§ Texto del ejercicio

□ □ □

La memoria es una casa de muchas puertas y cualquier olor, sonido o sabor sirven de llave a lo que creemos ya en el olvido.

@diegorojasajmad

Al hablar de Marcel Proust (1871-1922) y su monumental En busca del tiempo perdido, parece inevitable hacer referencia, cual lugar común, al episodio del té y la magdalena.

Recordémoslo.

Al final de la sección “Uno”, de la primera parte de Por el camino de Swann (1913) -la que inicia la serie de siete novelas que conforman la extraordinaria obra de Proust-, el protagonista recibe una taza de té y una magdalena, una suerte de bizcocho o galleta en forma de concha de caracol. Al morder un trozo de la magdalena empapada en el té, de súbito los recuerdos de la infancia le nublan la visión y la mente:

“Y de pronto el recuerdo surge. Ese sabor es el que tenía el pedazo de magdalena que mi tía Leoncia me ofrecía, después de mojado en su infusión de té o de tilo, los domingos por la mañana en Combray (porque los domingos yo no salía hasta la hora de misa), cuando iba a darle los buenos días a su cuarto. Ver la magdalena no me había recordado nada, antes de que la probara; quizá porque, como había visto muchas, sin comerlas, en las pastelerías, su imagen se había separado de aquellos días de Combray para enlazarse a otros más recientes; ¡quizá porque de esos recuerdos por tanto tiempo abandonados fuera de la memoria no sobrevive nada y todo se va desagregando! […]. Pero cuando nada subsiste ya de un pasado antiguo, cuando han muerto los seres y se han derrumbado las cosas, solos, más frágiles, más vivos, más inmateriales, más, persistentes y más fieles que nunca, el olor y el sabor perduran mucho más, y recuerdan, y aguardan, y esperan, sobre las ruinas de todo, y soportan sin doblegarse en su impalpable gotita el edificio enorme del recuerdo”.

Andrés Bello (1781-1865) también tuvo su propia experiencia de “efecto magdalena” y esta quedó registrada en su epistolario.

En 1864, cuando contaba con 82 años y vivía en Santiago de Chile, recibió una carta de su coterráneo Antonio Leocadio Guzmán. La misiva venía acompañada de algunos obsequios. En su respuesta, Bello se refirió particularmente acerca de uno de esos presentes:

“Entre aquellas muestras vino una que me fue particularmente agradable; un saco de café de la hacienda del Helechal, que durante algunos años fue propiedad mía y de mis hermanos, y en la guerra de la independencia pasó a otros dueños”.

□ □ □

(Datos para señalar regiones)
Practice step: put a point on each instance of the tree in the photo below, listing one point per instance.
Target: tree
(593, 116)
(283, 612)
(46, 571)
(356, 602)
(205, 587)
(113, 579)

□ □ □

§ Lo que se pide
Retoma el texto sobre el efecto magdalena en Proust y Andrés Bello, y continúalo después de la cita de la carta de Bello.

§ Problema resuelto
Andrés Bello tenía ya más de cincuenta años de haber salido de Venezuela y no había podido regresar, aunque siempre tenía las imágenes de su país fermentando nostalgia en su mente.

Luego de redactar ese párrafo (me gusta creer que con una humeante taza de aquel café en sus manos), inmediatamente el recuerdo tomó las riendas de su razón y, con la emoción desbordada, escribió seguidamente, en la misma carta:

“Siempre que tomaba una taza de aquel exquisito café, me parecía que se renovaban en mí las impresiones y la perfumada atmósfera en que se produce, enlazadas con las pequeñas aventuras de la época más feliz de mi vida. Esta curiosa coincidencia fue para mí el asidero de emociones profundas, enlazadas con sucesos de la época más feliz y más crítica de mi vida”.

Al rato, Bello tachó y eliminó este nuevo párrafo. Imagino que la razón y la mesura volvieron a él y, enjugándose las lágrimas, prefirió la discreción y el recato a la confesión de sus felices años de infancia y juventud en Venezuela.

Bello murió un año después y nunca pudo cumplir su sueño de volver a su terruño. La memoria es una casa de abundantes puertas y cualquier olor, sonido o sabor sirven de llave a lo que creemos ya en el olvido. Bello y Proust supieron describir esto a la perfección.